### [Problem to work on]
Could you write out every line below from the one containing "Where can the dog's claw" down to the final line, both included, with the requests unchanged and each answer coordinate adjusted by adding 33 to both of its numbers?
=== Records for processing ===
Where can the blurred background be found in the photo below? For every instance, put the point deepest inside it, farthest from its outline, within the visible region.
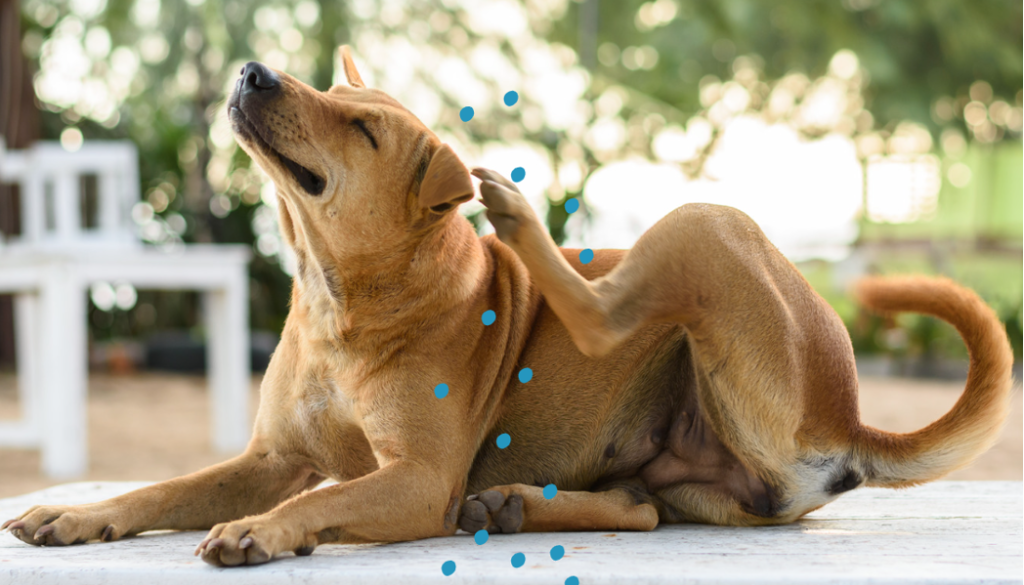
(863, 135)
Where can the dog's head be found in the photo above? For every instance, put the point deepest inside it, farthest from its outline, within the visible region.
(353, 169)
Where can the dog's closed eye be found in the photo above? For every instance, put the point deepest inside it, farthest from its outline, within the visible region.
(363, 126)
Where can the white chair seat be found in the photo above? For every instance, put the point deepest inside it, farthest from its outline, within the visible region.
(52, 264)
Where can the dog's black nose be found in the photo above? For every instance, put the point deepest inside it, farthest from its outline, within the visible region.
(257, 77)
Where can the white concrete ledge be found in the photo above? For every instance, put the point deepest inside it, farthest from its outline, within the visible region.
(950, 532)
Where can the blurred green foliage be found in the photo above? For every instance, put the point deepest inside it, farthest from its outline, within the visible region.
(922, 61)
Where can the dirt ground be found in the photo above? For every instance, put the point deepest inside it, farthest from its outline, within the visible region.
(156, 426)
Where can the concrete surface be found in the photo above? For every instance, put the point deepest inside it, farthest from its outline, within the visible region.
(948, 532)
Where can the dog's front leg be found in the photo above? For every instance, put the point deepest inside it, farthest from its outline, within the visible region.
(250, 484)
(401, 501)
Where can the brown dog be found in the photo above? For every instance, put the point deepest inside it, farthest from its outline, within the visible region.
(695, 378)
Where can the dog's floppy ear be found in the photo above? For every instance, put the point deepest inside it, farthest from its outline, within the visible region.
(351, 74)
(446, 181)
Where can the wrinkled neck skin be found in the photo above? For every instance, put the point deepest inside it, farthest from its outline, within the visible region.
(371, 305)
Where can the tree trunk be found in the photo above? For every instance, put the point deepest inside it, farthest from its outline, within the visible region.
(19, 127)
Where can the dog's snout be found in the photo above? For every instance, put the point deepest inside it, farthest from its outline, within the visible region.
(257, 77)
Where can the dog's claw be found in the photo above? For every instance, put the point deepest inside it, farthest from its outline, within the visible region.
(43, 532)
(202, 545)
(493, 511)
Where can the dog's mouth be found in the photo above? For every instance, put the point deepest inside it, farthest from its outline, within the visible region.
(307, 179)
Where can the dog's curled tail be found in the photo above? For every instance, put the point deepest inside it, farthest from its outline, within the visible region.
(896, 460)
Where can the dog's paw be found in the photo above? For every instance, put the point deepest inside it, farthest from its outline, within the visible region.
(59, 526)
(252, 541)
(493, 511)
(508, 210)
===
### [Result]
Where can the dog's claw be found in the photo above? For every instance, put the point deepest inside it, farthest from its outline, within the visible region.
(76, 565)
(235, 578)
(526, 544)
Where can the dog's mouth be found in the photo above? For every instance, put the point deepest inside it, farthest from its outline, within the visible region.
(340, 212)
Where can the dog's curled tail be found in the photo above? For every instance, put the point deepest inside it, farthest from its outline, within the visible region.
(929, 493)
Where can the dog's paw be found in the photo above? For every instance, put the point deepest inside it, farthest from its outline, within the visible region.
(92, 559)
(285, 574)
(526, 544)
(541, 243)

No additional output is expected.